§ Task
Please repeat the lines below word for word, leaving out the pictures.

§ Available data
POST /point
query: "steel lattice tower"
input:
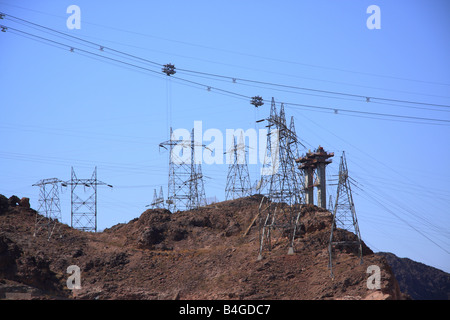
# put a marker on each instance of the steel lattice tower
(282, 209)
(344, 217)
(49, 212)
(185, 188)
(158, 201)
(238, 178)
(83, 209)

§ Final result
POST /point
query: "steel lattice tower"
input:
# put a marker on each instance of the steel lattice tower
(282, 209)
(344, 217)
(49, 212)
(185, 188)
(158, 201)
(238, 178)
(83, 209)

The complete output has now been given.